• **The tasks**
- 1) Answer these questions using the text on life and poker below:
(a) What name does the writer give to the idea based on "Sklansky Dollars"?
(b) What two things does the text say we should do?
(c) In poker, what does mathematics let us calculate, according to the text?
- 2) Repeat word for word the stretch of the text on life and poker from "Whenever a good" through "make good decisions?".

• **Extract**
__________

Life is an ongoing poker game, filled with many easy and tough decisions every day. Life is also predicated by luck in many instances, in many cases no matter how good of a decision you make you feel like life just crapped on you. In life we often go on "tilt" where we let our emotions take control of our actions, and it often leads to the making of bad decisions.

We can apply the idea of "Sklansky Dollars" to this concept as well. I'll call it "Applebury Dollars" (after my last name). You however can't refer to this quite so much in terms of cash or money, but it helps us monetize and conceptualize the concept.

When we are going through our daily lives we try to think that we make good decisions. Whenever we do we expect good things to happen to us for making such good decisions, they often happen, but they sometimes don't. A good decision will depend on the person, and often when faced with difficult situations we don't know what a good decision will be. But generally you can think of a good decision of a case where you have a better chance of something good happening to you than bad or a case where your decision creates less pain or bad to you than the alternative.

Whenever a good decision is made, you essentially add to your "Applebury Dollar" total no matter the outcome of the decision. This teaches us the same concept in poker, but as it deals with life. We should do two things, make good decisions, and live life to the fullest.

Live life to the fullest? How does that pertain here? As with poker, you will find yourself with more profit if you play more and more poker, as long as you make good decisions. This same concept pertains to life, you must go out and live life, take risks, make decisions. If life craps on you some of the times, then so be it, but we must move forward because if we stop making decisions and stop living we will never be able to to make the most of our lives and we will never overcome the sinister "luck factor".

How do we know if we make good decisions?

This is a much trickier question. In poker, we must discern from luck and skill when playing poker. Mathematics helps us with this, we can calculate the odds and the expected gain/loss from a decision.

__________

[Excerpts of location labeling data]
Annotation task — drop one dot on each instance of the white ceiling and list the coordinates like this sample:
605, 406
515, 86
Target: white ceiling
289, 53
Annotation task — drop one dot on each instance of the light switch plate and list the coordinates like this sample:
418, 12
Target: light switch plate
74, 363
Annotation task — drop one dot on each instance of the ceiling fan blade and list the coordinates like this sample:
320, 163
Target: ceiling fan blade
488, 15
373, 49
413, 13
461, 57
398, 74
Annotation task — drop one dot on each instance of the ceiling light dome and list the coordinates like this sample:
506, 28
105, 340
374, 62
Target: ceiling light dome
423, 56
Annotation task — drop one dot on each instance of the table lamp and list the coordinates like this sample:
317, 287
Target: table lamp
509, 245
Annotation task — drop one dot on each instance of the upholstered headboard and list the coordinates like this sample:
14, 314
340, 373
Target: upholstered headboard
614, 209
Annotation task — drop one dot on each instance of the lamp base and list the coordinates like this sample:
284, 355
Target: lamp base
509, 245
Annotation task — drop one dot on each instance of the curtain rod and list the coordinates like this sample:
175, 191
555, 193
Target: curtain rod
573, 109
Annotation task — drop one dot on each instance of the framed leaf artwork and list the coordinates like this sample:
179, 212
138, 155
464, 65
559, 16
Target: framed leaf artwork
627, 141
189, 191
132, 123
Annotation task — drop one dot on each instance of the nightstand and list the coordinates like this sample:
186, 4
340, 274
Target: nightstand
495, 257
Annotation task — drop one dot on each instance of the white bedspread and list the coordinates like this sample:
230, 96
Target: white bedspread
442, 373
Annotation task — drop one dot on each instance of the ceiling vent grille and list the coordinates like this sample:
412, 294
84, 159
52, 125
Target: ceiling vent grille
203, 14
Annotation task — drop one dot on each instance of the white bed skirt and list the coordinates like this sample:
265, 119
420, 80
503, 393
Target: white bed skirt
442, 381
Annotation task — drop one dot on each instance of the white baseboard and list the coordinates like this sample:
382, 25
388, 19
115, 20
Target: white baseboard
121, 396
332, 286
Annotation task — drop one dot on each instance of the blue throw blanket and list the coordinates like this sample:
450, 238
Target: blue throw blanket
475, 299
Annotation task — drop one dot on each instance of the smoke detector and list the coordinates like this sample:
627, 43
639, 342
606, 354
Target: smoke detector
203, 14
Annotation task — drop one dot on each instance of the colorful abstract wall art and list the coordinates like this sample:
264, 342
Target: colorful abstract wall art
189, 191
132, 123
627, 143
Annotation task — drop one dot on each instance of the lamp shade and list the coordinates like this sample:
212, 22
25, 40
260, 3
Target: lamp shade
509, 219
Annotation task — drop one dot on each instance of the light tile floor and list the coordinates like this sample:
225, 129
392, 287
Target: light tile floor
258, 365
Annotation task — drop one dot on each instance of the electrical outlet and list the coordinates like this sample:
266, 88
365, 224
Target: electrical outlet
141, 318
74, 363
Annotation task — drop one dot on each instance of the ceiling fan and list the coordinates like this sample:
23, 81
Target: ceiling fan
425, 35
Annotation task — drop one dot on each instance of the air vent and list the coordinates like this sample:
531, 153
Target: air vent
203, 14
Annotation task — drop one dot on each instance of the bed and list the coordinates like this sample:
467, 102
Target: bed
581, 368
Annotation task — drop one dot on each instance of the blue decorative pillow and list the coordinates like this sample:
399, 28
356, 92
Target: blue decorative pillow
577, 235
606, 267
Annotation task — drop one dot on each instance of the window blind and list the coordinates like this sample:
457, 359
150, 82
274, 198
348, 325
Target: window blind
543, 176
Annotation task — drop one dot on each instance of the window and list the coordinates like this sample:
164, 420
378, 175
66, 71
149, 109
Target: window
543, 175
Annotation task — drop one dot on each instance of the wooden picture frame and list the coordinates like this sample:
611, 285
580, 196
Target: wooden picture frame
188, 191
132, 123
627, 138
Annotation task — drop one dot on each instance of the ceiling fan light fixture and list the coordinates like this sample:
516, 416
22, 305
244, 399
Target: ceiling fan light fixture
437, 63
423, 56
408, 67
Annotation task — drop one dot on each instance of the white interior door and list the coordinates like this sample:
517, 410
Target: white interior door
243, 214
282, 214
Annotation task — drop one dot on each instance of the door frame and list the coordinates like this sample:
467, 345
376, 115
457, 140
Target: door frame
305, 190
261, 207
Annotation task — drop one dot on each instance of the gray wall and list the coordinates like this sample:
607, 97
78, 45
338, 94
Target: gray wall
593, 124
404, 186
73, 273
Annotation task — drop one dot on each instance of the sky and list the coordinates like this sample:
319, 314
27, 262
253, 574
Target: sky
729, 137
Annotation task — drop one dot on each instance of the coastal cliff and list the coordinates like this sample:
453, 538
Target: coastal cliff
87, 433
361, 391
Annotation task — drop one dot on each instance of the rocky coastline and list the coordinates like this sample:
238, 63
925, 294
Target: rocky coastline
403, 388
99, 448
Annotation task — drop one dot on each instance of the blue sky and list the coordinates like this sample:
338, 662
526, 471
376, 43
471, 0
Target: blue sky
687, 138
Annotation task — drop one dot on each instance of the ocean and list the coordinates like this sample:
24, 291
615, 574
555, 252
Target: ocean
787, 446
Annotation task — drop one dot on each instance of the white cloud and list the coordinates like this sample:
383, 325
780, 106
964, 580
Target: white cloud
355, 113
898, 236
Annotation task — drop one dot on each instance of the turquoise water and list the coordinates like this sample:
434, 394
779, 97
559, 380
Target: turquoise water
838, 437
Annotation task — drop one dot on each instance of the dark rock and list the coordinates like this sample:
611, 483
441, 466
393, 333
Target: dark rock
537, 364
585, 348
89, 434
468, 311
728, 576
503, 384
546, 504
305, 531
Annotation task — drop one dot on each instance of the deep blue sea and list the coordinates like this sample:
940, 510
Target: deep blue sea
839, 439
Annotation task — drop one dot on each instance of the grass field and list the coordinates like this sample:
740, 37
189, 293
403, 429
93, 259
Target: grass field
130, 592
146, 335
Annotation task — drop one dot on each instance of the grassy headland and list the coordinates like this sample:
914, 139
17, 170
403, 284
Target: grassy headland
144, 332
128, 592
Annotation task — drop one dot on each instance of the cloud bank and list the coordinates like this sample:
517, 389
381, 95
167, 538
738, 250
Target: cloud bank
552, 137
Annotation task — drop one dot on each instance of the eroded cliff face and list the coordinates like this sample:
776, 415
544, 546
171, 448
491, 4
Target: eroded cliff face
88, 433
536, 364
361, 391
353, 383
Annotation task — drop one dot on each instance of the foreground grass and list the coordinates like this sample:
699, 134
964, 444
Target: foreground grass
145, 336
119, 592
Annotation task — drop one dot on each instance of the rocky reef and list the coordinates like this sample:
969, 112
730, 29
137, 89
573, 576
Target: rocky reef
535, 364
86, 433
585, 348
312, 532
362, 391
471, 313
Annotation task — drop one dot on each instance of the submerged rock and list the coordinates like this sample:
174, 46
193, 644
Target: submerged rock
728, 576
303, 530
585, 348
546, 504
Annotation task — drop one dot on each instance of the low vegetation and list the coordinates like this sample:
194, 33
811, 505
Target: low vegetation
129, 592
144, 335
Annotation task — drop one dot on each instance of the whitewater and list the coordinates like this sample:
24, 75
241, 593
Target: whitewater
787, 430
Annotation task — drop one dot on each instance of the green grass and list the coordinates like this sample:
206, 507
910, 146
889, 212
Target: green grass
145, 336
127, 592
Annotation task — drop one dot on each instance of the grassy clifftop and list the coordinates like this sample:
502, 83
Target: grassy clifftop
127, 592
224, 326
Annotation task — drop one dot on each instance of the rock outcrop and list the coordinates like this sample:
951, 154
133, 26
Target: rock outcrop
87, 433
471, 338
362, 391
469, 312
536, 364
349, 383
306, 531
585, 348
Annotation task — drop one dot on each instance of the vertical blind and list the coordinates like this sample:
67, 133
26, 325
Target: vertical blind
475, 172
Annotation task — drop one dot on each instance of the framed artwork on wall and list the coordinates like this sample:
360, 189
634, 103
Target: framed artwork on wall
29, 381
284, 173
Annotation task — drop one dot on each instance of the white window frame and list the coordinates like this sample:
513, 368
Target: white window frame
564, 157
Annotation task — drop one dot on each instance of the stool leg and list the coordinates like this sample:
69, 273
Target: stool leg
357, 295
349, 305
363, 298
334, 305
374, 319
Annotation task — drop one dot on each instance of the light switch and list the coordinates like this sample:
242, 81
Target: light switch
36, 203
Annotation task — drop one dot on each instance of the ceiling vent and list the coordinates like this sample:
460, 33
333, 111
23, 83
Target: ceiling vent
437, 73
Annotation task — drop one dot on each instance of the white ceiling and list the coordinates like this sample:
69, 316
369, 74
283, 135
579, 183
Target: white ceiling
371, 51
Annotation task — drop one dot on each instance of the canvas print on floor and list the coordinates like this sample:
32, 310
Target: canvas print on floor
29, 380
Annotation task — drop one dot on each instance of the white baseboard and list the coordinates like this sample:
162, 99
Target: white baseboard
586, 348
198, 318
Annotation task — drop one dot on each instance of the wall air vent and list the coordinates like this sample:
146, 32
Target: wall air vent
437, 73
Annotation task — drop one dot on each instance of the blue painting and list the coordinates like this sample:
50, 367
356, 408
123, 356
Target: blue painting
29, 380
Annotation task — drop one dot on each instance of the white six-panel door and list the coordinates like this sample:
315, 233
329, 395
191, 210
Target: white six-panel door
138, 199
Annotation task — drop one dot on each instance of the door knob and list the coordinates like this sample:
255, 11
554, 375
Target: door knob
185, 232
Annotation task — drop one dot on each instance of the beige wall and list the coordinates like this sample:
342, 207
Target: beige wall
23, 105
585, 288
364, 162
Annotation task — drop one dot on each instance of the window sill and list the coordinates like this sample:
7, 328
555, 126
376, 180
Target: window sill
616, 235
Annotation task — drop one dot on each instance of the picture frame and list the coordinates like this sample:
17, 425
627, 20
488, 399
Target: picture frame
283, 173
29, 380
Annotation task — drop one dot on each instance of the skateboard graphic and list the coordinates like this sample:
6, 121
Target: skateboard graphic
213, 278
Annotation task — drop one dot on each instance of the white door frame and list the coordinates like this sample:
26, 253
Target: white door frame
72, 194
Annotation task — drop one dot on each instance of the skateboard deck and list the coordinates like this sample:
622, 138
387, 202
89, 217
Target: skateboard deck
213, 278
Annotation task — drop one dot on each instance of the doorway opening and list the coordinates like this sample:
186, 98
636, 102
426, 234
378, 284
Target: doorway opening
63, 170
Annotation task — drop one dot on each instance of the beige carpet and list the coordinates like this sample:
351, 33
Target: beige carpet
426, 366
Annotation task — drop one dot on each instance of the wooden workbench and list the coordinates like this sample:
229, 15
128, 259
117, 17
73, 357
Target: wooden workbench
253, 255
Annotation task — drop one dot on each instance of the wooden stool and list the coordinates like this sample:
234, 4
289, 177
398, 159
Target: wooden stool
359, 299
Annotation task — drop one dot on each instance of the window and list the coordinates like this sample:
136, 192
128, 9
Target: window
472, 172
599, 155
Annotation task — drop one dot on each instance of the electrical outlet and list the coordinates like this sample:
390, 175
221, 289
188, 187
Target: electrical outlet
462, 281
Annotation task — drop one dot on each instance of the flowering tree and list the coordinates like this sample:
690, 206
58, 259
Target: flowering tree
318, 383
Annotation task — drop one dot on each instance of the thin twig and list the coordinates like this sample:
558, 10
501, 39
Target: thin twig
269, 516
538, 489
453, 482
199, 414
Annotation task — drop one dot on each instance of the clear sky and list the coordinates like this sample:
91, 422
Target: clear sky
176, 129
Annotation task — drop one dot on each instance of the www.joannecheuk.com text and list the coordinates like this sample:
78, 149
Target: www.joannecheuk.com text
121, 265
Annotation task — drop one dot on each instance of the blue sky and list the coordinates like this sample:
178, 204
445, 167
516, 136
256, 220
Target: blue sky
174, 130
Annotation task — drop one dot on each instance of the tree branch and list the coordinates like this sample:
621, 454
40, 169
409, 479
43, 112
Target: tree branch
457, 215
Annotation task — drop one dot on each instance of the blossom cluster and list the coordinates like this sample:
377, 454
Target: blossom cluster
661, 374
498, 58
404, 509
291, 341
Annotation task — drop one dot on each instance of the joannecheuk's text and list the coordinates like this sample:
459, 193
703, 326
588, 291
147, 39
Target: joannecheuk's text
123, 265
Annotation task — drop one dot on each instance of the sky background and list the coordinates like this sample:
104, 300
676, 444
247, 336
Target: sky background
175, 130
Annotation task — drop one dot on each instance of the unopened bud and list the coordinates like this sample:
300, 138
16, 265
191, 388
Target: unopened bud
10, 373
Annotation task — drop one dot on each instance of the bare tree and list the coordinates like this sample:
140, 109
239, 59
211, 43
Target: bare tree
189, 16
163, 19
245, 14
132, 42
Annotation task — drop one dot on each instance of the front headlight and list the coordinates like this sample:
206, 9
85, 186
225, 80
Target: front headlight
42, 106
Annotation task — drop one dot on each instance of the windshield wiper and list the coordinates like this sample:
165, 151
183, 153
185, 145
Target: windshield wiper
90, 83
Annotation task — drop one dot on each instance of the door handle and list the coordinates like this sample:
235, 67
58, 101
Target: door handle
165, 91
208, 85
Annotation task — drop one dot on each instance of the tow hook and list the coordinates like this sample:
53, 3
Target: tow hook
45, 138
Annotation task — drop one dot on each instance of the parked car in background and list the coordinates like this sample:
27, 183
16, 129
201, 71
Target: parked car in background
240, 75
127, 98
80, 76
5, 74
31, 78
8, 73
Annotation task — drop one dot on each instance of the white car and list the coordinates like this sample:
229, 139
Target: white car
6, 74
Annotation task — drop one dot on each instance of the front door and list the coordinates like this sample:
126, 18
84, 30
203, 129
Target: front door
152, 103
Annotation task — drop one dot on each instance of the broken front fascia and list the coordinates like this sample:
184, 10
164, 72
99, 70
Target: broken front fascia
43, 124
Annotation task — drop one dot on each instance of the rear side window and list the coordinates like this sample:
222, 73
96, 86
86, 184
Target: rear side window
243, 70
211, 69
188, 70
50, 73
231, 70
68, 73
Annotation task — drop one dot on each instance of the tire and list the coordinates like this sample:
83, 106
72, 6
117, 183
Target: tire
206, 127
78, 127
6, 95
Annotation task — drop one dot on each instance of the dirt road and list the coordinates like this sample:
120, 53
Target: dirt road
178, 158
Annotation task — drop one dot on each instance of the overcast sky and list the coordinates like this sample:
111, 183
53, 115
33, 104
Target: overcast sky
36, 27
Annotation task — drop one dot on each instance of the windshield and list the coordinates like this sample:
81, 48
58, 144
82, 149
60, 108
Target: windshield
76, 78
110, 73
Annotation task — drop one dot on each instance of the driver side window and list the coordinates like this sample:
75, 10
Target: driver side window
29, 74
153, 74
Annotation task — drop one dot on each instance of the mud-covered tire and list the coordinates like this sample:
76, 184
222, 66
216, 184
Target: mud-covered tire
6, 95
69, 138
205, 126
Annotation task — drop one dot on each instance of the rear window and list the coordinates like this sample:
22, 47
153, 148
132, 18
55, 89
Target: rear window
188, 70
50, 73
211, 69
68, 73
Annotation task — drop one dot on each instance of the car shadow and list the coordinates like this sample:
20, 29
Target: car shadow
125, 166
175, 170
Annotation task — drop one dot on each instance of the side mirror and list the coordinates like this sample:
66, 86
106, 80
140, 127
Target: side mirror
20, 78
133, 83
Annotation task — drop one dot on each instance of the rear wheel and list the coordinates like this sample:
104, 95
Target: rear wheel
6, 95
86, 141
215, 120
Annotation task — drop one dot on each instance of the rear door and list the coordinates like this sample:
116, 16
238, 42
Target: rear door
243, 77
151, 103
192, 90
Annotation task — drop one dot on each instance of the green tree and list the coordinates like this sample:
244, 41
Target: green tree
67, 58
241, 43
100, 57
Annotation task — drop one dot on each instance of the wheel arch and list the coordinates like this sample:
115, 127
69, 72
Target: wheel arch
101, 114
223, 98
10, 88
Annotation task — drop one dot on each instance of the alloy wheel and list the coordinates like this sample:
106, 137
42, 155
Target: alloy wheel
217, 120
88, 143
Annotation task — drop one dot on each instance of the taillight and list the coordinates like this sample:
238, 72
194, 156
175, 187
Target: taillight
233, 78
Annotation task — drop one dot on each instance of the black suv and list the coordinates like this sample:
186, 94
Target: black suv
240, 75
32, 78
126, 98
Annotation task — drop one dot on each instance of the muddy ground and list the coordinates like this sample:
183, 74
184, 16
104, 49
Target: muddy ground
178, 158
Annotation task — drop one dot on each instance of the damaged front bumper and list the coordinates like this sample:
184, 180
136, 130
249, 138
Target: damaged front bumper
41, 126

__________

• **Answers provided**
- 1)
(a) "Applebury Dollars"
(b) Make good decisions, and live life to the fullest.
(c) The odds and the expected gain/loss from a decision.

- 2)
Whenever a good decision is made, you essentially add to your "Applebury Dollar" total no matter the outcome of the decision. This teaches us the same concept in poker, but as it deals with life. We should do two things, make good decisions, and live life to the fullest.

Live life to the fullest? How does that pertain here? As with poker, you will find yourself with more profit if you play more and more poker, as long as you make good decisions. This same concept pertains to life, you must go out and live life, take risks, make decisions. If life craps on you some of the times, then so be it, but we must move forward because if we stop making decisions and stop living we will never be able to to make the most of our lives and we will never overcome the sinister "luck factor".

How do we know if we make good decisions?